--- Material to process ---
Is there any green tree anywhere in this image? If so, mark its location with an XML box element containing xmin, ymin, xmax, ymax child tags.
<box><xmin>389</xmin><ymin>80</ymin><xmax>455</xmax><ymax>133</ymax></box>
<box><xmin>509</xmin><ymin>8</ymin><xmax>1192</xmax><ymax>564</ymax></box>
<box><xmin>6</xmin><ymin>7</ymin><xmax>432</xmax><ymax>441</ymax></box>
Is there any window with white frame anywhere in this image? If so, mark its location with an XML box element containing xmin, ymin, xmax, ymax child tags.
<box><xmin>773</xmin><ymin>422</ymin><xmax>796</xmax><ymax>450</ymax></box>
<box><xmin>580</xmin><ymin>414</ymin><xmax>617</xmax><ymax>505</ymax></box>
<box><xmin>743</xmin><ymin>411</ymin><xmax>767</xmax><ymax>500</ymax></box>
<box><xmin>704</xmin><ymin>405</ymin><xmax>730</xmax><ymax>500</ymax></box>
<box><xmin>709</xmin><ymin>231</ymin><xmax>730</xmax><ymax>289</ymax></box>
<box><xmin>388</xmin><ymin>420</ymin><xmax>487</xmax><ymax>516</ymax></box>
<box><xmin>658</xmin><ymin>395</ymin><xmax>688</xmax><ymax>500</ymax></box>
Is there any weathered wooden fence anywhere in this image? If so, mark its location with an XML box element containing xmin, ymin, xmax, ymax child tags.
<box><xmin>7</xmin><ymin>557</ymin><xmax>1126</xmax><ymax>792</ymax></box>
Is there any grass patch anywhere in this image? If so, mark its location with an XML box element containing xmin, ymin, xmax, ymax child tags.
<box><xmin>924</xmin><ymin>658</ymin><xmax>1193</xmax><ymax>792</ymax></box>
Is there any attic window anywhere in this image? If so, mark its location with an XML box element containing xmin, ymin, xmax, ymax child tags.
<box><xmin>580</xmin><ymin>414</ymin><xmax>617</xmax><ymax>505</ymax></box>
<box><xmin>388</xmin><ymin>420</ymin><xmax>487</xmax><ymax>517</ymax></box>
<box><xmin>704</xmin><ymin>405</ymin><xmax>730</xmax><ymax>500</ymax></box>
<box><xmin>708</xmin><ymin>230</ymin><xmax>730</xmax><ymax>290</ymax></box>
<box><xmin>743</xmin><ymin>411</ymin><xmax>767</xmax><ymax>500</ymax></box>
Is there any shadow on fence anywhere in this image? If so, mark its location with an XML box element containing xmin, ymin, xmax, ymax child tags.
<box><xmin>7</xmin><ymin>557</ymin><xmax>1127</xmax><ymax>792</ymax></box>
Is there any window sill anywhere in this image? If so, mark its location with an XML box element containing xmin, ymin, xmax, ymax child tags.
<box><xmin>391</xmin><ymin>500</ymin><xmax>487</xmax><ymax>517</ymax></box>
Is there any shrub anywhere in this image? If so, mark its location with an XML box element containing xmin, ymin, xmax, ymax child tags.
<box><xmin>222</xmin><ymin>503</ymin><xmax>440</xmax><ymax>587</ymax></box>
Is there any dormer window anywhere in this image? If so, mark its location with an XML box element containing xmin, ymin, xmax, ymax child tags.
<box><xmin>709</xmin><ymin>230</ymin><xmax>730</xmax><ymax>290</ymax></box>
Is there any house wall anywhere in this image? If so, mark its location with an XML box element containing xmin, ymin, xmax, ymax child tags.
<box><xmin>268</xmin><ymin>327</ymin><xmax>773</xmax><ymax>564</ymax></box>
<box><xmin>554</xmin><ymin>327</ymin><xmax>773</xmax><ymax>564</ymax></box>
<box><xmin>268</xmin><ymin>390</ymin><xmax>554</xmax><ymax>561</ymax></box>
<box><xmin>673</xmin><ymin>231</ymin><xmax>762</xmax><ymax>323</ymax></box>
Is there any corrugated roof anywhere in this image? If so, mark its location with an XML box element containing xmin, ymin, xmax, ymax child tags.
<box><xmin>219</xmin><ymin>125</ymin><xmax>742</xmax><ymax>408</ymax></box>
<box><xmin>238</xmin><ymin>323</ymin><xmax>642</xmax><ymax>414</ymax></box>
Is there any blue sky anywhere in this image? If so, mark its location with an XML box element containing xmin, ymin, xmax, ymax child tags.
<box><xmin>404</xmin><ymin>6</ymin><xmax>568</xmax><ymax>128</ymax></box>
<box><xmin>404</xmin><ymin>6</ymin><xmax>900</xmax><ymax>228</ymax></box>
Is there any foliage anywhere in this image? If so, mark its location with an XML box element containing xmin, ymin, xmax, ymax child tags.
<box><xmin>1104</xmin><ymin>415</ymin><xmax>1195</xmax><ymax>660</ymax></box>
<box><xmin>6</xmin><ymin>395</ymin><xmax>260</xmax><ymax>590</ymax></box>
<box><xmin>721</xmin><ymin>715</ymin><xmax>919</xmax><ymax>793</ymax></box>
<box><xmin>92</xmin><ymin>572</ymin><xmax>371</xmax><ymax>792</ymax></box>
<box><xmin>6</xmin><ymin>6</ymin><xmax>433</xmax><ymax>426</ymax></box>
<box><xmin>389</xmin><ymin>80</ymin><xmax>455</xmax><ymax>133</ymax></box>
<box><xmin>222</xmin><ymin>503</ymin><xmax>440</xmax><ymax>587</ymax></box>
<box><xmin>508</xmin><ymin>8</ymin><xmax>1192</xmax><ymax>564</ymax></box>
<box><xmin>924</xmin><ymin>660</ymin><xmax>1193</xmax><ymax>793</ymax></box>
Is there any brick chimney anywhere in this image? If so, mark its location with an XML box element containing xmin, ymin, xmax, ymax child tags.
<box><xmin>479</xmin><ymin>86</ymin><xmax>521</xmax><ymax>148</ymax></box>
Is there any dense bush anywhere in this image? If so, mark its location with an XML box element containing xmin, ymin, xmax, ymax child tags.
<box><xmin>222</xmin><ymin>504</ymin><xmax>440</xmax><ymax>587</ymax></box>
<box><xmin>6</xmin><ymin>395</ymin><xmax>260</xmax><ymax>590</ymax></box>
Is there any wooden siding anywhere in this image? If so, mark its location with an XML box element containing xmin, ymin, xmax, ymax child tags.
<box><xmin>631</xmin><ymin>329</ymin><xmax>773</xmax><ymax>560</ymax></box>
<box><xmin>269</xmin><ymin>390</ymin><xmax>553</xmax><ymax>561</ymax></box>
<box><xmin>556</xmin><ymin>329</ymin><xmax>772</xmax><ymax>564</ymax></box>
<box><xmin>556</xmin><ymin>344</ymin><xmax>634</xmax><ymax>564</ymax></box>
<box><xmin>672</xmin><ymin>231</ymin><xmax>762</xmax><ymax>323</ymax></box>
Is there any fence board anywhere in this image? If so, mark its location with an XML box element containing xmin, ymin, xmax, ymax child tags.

--- Written instruction ---
Please count the lines in the entries above that contain the word "wooden", matching case exactly, and reply with the number alone.

--- Result of this exercise ---
2